(Your task): Continue the passage about Gibson's Skylab mission and later career, starting after its last sentence.

(Passage):
· · ·
Gibson was the science pilot of Skylab 4. The third and final crewed visit to the Skylab space station, it launched November 16, 1973, and concluded February 8, 1974. This was the longest crewed flight (84 days 1 hour 15 minutes) in the history of crewed space exploration at that time. Gibson was accompanied on the record-setting 34.5-million-mile flight by Commander Gerald P. Carr and Pilot William R. Pogue. They successfully completed 56 experiments, 26 science demonstrations, 15 subsystem detailed objectives, and 13 student investigations during their 1,214 revolutions of the Earth. They also acquired a wide variety of Earth resources observations data using Skylab's Earth resources experiment package camera and sensor array. Dr. Gibson was the crewman primarily responsible for the 338 hours of Apollo Telescope Mount operation, which made extensive observations of solar processes.

Until the Soviet Union's Soyuz 26 broke the record in March 1978, Gibson and his Skylab 4 teammates held the world record for individual time in space: 2,017 hours 15 minutes 32 seconds. Gibson logged 15 hours and 22 minutes in three EVAs outside the Skylab Orbital Workshop. Gibson is the last surviving Skylab 4 crew member (Carr died in 2020, and Pogue died in 2014).

Gibson resigned from NASA in December 1974 to do research on Skylab solar physics data as a senior staff scientist with the Aerospace Corporation of Los Angeles, California. Beginning in March 1976, he served for one year as a consultant to ERNO Raumfahrttechnik GmbH, in West Germany, on Spacelab design under the sponsorship of a U.S. Senior Scientist Award form the Alexander von Humboldt Foundation. In March 1977, Gibson returned to the Astronaut Office astronaut candidate selection and training as Chief of the Scientist-Astronaut Candidates. During his second tenure at NASA, Gibson had hoped to fly on another space station mission due to his experience on Skylab, but at the same time was not keen on flying a Space Shuttle mission. He served as CAPCOM for STS-1. Gibson ultimately decided to retire from NASA again on October 31, 1982.

==Post-NASA career==
From July 1980 to August 1987, Gibson worked for TRW as a project manager at Space Park in support of Space Station Freedom.

In October 1990, Gibson began his own consulting firm, Gibson International Corp. The firm provides consulting services on program management, market development and space infrastructure design and operations.
· · ·
[Dataset entries]
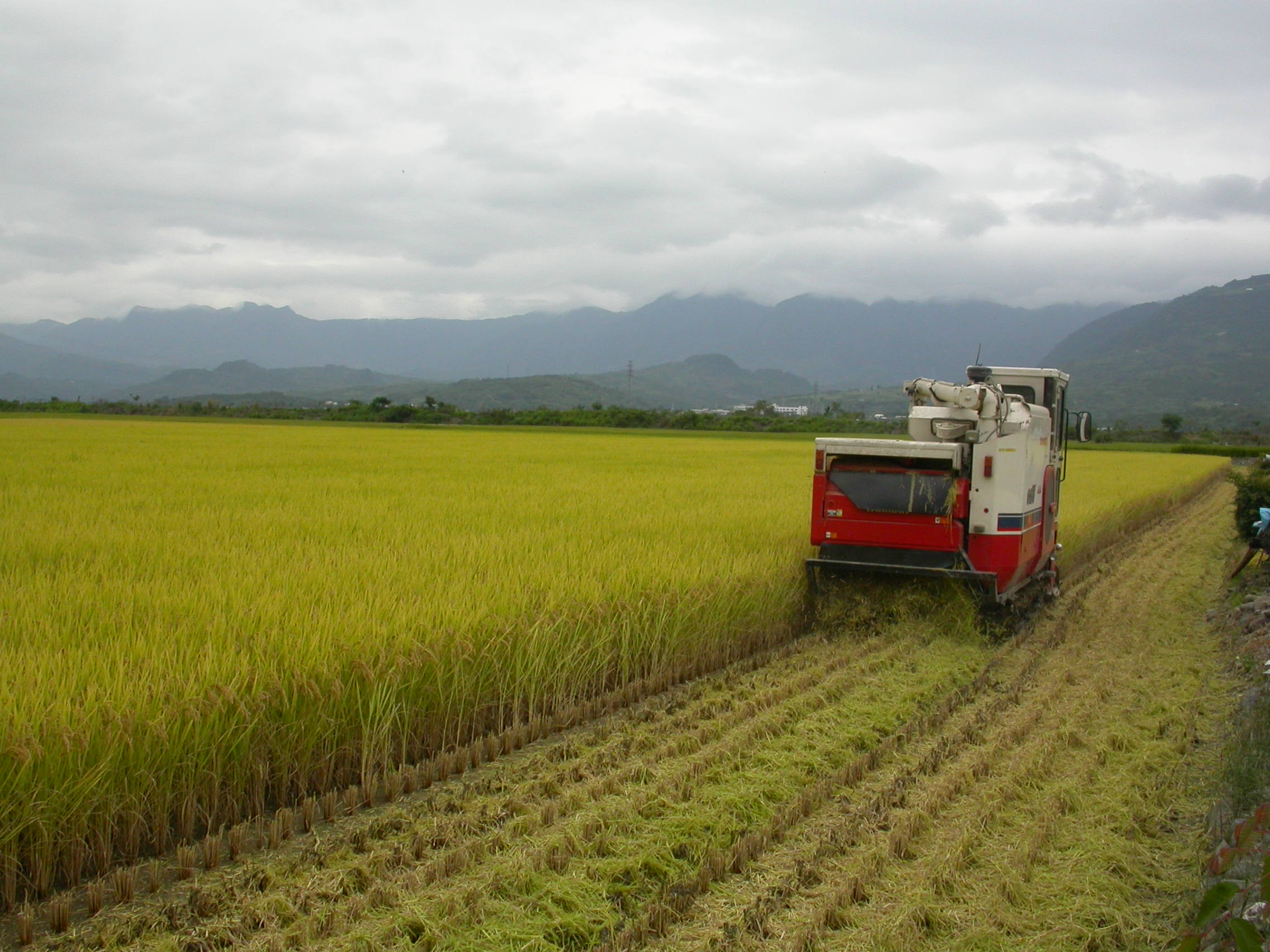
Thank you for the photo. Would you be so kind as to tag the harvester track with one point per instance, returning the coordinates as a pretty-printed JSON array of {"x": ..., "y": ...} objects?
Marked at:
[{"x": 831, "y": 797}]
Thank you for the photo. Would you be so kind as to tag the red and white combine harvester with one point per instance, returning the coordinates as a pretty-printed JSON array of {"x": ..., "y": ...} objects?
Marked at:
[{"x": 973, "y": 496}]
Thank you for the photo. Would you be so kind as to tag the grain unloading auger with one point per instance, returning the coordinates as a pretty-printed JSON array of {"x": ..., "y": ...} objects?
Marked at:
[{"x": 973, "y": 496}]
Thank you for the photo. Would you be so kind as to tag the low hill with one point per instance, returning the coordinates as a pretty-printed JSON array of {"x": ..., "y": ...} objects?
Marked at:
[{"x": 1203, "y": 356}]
· · ·
(Solved problem):
He has performed a significant amount of speaking and writing, and published a text book in solar physics, two novels, Reach (1989) and In the Wrong Hands (1992), and edited The Greatest Adventure, a 1994 compilation of stories and pictures on space missions from many astronauts and cosmonauts around the world.

He is the author of Space: Ever Farther, Ever Faster, a book reflecting on the history of space exploration and his experiences aboard Skylab 4 which was published by Book Publishers LLC in 2025.

==Special honors and awards==
Gibson was awarded a National Science Foundation Fellowship and the R.C. Baker Fellowship at the California Institute of Technology. He received the Johnson Space Center Certificate of Commendation (1970). He received the City of New York Gold Medal (1974). Gibson, along with the rest of the Skylab astronauts, received the City of Chicago Gold Medal in 1974. Gibson received the 1974 FAI Yuri Gagarin Gold Medal. In 1976, he received the U.S. Scientist Prize from the Alexander von Humboldt Foundation, which provided funds to research in West Germany for a year. He received the JSC Special Achievement Award in 1978. Gibson has also been presented with honorary doctorates of science from the University of Rochester and Wagner College in New York City, both in 1974.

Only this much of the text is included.